▸ **DOCUMENT EXCERPT**
"""
Back

OpenGeoHub Summer School Siegburg 2022

Summer School 2022 / KISTE project workshop:
“Open Source solutions for Earth system data
(R, OSGeo, Python)”

Dates: 28 August 2022 – 03 September 2022 Location: Friendly City Hotel Oktopus, Siegburg (Germany) OpenGeoHub Summer School is an annual event that has been running at various locations in Europe and Canada and Australia since 2010. Every year, we invite researchers and specialists who we think are especially active (and successful) in developing open source software and open data, and helping other researchers improve their analysis and modeling frameworks. The 2022 event will be held in a hybrid form with physical lectures and hackathons with the support from the KISTE project. The Summer School will include:
  • Live presentations and demos by leading R and OSGeo developers,
  • 5 days of Earth System Analysis training sessions and R / OSGeo tutorials
    • Including 1 day of R-Spatial workshops,
    • Including 1 focus day “extreme events”
  • Discussion panels and break-out rooms.

This Summer School is a not-for-profit event and can be followed online.

Videorecordings

Julia is a programming language that is simple to write and scriptable like Python and R, but fast like C or C++. At 10 years, it’s a young language, so the ecosystem isn’t as large and mature as you want it to be. Maarten Pronk was an early adopter of the language in his research at Deltares, a Dutch research institute. In this lecture(s) he introduced Julia, his motivation to use it and his OSS journey. Half of the lecture was non-spatial, while the latter half focused on the JuliaGeo ecosystem and showcased some of the possibilities of the Julia language.
"""
▸ **DATASET RECORDS**
"""
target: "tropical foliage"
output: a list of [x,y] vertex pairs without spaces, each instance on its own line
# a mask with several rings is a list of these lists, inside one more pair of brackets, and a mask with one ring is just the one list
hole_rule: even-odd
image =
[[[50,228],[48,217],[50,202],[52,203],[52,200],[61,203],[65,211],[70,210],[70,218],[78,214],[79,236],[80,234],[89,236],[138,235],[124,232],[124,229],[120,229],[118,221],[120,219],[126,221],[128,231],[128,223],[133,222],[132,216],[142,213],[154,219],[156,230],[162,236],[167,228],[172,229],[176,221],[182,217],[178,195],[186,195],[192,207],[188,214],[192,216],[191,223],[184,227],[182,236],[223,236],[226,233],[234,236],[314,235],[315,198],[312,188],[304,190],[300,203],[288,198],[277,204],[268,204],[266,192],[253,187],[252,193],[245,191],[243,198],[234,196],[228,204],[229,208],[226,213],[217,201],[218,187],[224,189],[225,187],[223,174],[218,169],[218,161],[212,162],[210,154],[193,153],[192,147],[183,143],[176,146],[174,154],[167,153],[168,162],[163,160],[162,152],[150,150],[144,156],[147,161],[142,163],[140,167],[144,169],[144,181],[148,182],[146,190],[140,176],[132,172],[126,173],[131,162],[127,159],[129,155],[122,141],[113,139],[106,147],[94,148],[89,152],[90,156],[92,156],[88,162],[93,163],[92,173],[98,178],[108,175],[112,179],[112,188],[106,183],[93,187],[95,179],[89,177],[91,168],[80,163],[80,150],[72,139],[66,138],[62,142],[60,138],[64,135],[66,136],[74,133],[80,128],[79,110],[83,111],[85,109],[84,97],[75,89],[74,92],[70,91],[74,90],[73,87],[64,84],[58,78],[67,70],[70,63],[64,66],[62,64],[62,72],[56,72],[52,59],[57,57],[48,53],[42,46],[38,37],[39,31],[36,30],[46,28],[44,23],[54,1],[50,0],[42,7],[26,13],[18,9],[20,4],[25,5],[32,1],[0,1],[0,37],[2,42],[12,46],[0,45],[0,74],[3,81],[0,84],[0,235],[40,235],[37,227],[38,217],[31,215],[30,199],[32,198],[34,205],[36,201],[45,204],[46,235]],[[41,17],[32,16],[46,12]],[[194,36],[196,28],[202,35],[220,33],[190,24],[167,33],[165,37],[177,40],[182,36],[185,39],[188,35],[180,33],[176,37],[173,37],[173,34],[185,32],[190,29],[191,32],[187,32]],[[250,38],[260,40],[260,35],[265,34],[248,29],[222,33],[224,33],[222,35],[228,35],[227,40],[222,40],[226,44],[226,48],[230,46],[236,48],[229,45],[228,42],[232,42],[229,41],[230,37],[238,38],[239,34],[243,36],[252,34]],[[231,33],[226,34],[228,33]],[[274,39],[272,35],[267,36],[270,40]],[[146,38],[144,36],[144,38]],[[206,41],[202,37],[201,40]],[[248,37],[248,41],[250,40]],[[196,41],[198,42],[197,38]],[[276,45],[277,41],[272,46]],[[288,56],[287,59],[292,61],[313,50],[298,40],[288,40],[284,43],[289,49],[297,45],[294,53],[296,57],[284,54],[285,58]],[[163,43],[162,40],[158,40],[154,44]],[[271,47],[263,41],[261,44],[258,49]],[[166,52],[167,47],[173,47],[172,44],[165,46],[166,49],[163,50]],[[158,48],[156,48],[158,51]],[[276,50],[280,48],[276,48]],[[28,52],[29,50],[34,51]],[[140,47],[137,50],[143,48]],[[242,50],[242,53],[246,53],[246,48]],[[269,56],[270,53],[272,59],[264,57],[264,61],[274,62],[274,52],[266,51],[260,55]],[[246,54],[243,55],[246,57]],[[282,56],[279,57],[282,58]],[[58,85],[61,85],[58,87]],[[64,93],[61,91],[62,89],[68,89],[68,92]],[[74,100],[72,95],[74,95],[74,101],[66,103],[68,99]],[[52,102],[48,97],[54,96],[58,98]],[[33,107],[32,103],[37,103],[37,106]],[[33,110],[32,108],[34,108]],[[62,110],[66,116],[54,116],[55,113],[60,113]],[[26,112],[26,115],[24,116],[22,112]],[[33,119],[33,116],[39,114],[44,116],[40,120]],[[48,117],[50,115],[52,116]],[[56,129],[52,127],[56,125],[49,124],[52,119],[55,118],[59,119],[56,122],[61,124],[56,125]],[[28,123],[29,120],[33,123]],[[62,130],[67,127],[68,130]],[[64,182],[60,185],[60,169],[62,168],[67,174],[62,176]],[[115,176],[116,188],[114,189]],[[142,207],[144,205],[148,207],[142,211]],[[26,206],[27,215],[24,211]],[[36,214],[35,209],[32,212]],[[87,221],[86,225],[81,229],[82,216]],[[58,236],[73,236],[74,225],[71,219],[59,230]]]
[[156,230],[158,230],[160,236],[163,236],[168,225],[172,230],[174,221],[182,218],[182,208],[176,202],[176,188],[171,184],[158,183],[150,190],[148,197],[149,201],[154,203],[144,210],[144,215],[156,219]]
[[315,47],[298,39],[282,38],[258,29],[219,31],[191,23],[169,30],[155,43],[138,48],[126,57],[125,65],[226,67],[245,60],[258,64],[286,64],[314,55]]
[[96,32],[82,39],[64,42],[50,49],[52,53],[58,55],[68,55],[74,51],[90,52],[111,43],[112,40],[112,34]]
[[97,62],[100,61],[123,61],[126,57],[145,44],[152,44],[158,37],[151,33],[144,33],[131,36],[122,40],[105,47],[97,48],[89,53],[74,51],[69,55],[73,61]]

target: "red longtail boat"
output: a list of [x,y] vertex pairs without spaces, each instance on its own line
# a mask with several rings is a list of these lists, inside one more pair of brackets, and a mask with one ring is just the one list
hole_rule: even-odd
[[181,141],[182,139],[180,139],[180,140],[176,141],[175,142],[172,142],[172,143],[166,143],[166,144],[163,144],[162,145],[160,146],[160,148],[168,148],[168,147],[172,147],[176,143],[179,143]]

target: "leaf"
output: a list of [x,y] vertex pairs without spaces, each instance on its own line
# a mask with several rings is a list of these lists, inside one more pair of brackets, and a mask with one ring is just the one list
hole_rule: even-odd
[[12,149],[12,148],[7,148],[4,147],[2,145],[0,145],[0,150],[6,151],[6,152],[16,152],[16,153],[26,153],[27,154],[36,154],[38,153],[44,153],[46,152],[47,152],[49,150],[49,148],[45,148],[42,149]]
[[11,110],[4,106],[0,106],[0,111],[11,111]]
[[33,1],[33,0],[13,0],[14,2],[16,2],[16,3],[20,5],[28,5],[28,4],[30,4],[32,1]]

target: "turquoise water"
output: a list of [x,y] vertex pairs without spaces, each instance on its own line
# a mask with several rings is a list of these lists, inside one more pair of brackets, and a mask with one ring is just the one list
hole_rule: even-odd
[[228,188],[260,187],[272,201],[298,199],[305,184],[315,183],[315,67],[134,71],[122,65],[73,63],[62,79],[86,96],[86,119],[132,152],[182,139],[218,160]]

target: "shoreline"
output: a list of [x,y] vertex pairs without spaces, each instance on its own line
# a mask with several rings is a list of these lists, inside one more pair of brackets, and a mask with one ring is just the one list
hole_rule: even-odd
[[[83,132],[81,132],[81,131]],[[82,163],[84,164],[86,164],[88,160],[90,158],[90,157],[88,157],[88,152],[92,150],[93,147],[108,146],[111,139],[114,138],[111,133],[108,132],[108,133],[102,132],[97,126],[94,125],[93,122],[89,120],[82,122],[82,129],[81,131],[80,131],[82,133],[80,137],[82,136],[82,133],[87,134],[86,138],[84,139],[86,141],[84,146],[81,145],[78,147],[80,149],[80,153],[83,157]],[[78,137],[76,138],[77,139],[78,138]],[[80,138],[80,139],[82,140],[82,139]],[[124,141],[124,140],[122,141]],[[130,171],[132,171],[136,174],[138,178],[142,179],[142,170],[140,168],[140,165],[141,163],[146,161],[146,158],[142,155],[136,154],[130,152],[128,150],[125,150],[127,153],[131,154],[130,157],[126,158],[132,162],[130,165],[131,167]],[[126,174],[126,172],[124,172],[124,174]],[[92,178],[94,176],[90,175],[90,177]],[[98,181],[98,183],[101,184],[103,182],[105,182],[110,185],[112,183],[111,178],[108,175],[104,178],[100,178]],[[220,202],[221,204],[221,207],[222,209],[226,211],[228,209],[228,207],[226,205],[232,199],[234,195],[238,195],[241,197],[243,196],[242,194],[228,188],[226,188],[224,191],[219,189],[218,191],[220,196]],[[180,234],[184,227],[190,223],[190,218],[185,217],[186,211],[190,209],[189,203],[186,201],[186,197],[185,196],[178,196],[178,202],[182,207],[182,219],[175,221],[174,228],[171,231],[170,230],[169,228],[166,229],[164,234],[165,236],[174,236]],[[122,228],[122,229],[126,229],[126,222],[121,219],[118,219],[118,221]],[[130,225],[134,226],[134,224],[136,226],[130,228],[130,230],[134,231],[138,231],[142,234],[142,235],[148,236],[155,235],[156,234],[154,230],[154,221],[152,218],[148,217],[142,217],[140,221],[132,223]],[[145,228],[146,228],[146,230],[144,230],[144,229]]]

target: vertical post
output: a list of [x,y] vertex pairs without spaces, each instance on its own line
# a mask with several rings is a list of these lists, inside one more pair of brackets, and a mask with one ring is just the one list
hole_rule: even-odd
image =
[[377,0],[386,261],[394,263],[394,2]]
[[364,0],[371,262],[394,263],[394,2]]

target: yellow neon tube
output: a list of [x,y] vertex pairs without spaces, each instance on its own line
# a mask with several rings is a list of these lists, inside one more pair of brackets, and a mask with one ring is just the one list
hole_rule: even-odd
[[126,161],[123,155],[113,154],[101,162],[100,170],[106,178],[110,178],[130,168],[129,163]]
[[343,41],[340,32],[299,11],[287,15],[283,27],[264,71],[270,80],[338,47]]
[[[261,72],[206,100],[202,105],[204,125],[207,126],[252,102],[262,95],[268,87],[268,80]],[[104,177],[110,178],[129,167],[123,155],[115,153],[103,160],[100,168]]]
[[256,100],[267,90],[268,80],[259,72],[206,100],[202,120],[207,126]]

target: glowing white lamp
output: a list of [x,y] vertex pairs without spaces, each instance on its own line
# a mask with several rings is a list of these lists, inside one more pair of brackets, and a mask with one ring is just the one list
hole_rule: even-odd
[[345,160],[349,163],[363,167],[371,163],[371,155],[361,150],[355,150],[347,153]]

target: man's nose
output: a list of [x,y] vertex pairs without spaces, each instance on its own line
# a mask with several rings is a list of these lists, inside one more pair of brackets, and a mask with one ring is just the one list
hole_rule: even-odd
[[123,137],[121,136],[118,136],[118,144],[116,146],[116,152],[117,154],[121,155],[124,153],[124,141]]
"""
▸ **ACTIVITY A**
Answer these questions about the OpenGeoHub Summer School 2022 page, one line each:
(i) In which hotel and town was the 2022 event held?
(ii) Since what year has the summer school been running?
(iii) At which research institute did Maarten Pronk use Julia in his research?
▸ **ACTIVITY B**
Write the next part of the OpenGeoHub Summer School 2022 page, picking up after its last sentence about the JuliaGeo ecosystem.

▸ **TASK ANSWER A**
(i) Friendly City Hotel Oktopus, Siegburg (Germany)
(ii) 2010
(iii) Deltares, a Dutch research institute

▸ **TASK ANSWER B**
All materials are available here: https://av.tib.eu/media/59405

This session introduced the machine-learning framework {mlr3} in R. {mlr3} is a framework similar to {tidymodels} but based on different backends. It heavily relies on {data.table} and {future} and is built using the R6 object-oriented-programming class. Essential building blocks and basic concepts were presented to participants and applied afterwards in a hands-on tutorial part.
All materials are available here: https://av.tib.eu/media/59409


In this first part, the participants saw how it is possible to visualise large cloud-optimised data sets in R. They used R packages {leaflet} and {leafem}, and specifically the development version of {leafem}. They saw how to render large vector and raster data sets that are remotely hosted (an AWS S3 bucket in this case) and learned how to control styling and appearance. In this second part, they learned how to prepare their own data in order to host them in the cloud and visualise them using the tools from the first session. This part was mostly about using the command line to prepare data, rather than using R. This part was important as the future of data analysis lies more and more in the cloud and it gave the participants the means to share their large data sets with the world (or whoever they wanted to share them with).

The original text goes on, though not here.